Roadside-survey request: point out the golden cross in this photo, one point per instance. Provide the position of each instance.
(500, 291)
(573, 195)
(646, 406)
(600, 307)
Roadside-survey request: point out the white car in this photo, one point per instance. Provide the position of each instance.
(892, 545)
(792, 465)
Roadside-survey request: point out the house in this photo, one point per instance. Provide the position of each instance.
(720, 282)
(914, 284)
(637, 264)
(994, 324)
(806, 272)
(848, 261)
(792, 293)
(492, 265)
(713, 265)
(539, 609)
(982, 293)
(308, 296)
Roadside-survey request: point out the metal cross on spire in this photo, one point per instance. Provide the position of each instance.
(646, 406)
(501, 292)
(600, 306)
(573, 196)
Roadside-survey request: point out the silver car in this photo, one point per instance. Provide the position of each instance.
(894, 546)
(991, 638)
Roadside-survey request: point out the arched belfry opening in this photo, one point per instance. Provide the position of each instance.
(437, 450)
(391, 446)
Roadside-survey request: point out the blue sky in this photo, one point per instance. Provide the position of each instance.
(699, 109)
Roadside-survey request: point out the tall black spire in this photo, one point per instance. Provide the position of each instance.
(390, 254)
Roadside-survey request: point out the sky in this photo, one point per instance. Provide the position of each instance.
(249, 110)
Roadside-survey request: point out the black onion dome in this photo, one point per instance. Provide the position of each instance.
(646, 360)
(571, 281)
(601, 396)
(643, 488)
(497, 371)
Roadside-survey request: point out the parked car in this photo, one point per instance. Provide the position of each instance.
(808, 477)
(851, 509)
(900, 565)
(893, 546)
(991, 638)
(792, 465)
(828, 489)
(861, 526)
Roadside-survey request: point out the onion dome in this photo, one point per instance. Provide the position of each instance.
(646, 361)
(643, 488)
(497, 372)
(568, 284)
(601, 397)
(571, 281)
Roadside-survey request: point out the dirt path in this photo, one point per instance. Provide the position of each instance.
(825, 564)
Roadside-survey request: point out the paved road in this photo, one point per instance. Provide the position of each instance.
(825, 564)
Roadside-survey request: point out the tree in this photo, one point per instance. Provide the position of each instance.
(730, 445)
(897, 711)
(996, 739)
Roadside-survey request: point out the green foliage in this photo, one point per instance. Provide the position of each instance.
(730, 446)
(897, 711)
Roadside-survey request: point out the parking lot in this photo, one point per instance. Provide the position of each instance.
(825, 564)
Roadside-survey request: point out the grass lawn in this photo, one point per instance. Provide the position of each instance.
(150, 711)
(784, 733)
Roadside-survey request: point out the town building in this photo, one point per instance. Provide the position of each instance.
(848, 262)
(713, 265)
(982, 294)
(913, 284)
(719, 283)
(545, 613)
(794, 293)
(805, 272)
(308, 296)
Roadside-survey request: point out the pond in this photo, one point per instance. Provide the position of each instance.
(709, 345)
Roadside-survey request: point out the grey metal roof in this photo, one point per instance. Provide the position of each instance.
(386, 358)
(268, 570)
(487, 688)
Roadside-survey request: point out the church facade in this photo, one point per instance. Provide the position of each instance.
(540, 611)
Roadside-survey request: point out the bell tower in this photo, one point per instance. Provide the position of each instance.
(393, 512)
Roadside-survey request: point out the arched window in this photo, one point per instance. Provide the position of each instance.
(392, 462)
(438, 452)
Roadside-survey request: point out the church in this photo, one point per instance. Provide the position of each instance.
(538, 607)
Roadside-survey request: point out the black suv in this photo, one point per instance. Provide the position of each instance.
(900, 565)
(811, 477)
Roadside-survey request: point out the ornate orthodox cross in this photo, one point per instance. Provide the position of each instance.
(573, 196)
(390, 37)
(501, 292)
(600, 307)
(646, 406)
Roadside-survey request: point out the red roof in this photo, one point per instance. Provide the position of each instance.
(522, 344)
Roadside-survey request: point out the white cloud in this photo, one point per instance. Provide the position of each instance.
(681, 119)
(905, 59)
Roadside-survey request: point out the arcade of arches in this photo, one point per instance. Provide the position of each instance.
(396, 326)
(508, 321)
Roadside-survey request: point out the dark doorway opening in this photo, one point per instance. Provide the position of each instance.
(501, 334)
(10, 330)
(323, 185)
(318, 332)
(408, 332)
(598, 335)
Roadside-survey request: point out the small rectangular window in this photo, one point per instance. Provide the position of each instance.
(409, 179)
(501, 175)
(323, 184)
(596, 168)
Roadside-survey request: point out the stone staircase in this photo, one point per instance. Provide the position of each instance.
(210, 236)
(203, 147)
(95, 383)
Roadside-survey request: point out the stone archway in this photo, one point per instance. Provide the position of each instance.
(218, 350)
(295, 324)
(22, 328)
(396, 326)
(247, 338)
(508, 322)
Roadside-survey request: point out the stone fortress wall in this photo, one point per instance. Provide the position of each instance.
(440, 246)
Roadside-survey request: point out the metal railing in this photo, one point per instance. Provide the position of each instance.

THE PROBLEM: Please repeat every item above word for word, keeping the original order.

ANSWER TO THE PROBLEM:
Roadside-survey request: point out the golden cross in this photo, one point per instance. Provide the position of each instance.
(500, 291)
(573, 195)
(646, 406)
(600, 307)
Roadside-survey request: point out the white car in this photo, one point per instance. Provide the position of each instance.
(892, 545)
(792, 465)
Roadside-survey request: point out the house in this photo, one point per instance. Provide the position of each instance.
(720, 282)
(914, 284)
(637, 264)
(994, 324)
(806, 272)
(848, 261)
(792, 293)
(492, 265)
(713, 265)
(539, 609)
(982, 293)
(308, 296)
Roadside-survey request: point out the metal cross on spire in this photo, one point per instance. Provide the position of each instance.
(646, 406)
(501, 292)
(600, 306)
(573, 196)
Roadside-survey request: point out the silver car in this photo, one point per instance. Provide the position of each instance.
(894, 546)
(991, 638)
Roadside-survey request: point out the arched belfry opening in this photo, one point per instance. Provide the position of each instance.
(437, 450)
(391, 446)
Roadside-survey request: point out the blue sky in this photo, one point per instance. Provide the position of each instance.
(699, 109)
Roadside-survey request: point out the tall black spire in this photo, one point per instance. Provide the position of each instance.
(390, 254)
Roadside-survey request: point out the sky in this photo, one point per instance. Provide the position of each instance.
(249, 110)
Roadside-survey request: point out the black onion dome in this photo, one point per instance. Provide the position of each instance.
(646, 360)
(571, 281)
(601, 396)
(643, 488)
(497, 371)
Roadside-survey request: point out the parked car in this photo, one point per instance. Provide the position of each instance.
(808, 477)
(851, 509)
(900, 565)
(893, 546)
(991, 638)
(792, 465)
(828, 489)
(861, 526)
Roadside-survey request: point out the onion dome in this photo, one point per instance. Provide the position of each instance.
(646, 361)
(643, 488)
(497, 372)
(568, 284)
(601, 397)
(571, 281)
Roadside-survey request: point out the dirt path in this photo, one point per instance. Provide the position of each instance.
(825, 564)
Roadside-survey request: point out the paved road in this photo, one point per instance. Provide the position of each instance.
(825, 564)
Roadside-survey request: point out the tree in this photo, one point per instance. Provide the position of each instance.
(730, 445)
(897, 711)
(996, 739)
Roadside-survey request: point out the green foliage in this photo, one point per instance. Provide the position of each instance.
(730, 446)
(897, 711)
Roadside-survey request: point out the parking lot in this photo, one point per instance. Provide the position of each instance.
(825, 564)
Roadside-survey request: point out the grass lawn in this photo, one point per instance. Provide the position of each instance.
(150, 711)
(784, 733)
Roadside-survey request: point out the town building in this photo, one point per instance. Provide the position of each instance.
(848, 262)
(713, 265)
(982, 294)
(913, 284)
(719, 283)
(545, 613)
(794, 293)
(805, 272)
(308, 296)
Roadside-survey request: point out the pond in this photo, one point per instance. Provide the position of each instance.
(709, 345)
Roadside-survey request: point out the grey metal roof in this photo, one point per instance. Provide the position of each instance.
(386, 358)
(268, 570)
(487, 688)
Roadside-survey request: point out the church facade in this photo, one point per instance. Provide the position of each instance.
(540, 611)
Roadside-survey request: point out the bell tower in this photo, one point per instance. Provide the position of each instance.
(393, 512)
Roadside-survey request: point out the arched window in this photo, one point per instance. Provide the position of each instance.
(392, 462)
(438, 452)
Roadside-survey request: point out the church in this photo, one point per instance. Provide the position of each instance.
(538, 607)
Roadside-survey request: point out the black suv in this photo, one point per instance. Provide the position of each instance.
(900, 565)
(811, 477)
Roadside-survey request: point out the ornate orthodox cross in this photo, one point per instance. Provide the position of each instance.
(573, 196)
(390, 37)
(501, 292)
(600, 307)
(646, 406)
Roadside-survey request: point out the red roof in this photo, one point per instance. Provide the position of each instance.
(522, 344)
Roadside-survey request: point out the white cloud in this photo, one point per instance. Provide the position of each instance.
(681, 119)
(905, 59)
Roadside-survey request: point out the arcade of arches in this photo, one point per instance. Provide the position of each instance.
(396, 326)
(508, 321)
Roadside-survey request: point out the dark doorway opening in this photo, one point per instance. Provide the position of each instance.
(501, 334)
(10, 330)
(323, 185)
(318, 332)
(408, 332)
(598, 335)
Roadside-survey request: point out the small rectangular window in this photo, one point per instance. Provide the position of each instance.
(409, 179)
(501, 175)
(323, 184)
(596, 168)
Roadside-survey request: point out the stone staircase in this photo, one point per instance. Provide the position of each instance.
(210, 236)
(203, 147)
(95, 383)
Roadside-survey request: point out the stone archway in this photo, one point per instance. Provide the position of each instance.
(218, 350)
(295, 324)
(22, 328)
(396, 326)
(247, 338)
(508, 322)
Roadside-survey request: point out the stone fortress wall in this photo, one point per instance. Provide the position of each instance.
(440, 246)
Roadside-survey request: point out the metal railing in this photo, one point per instance. Provide the position of each instance.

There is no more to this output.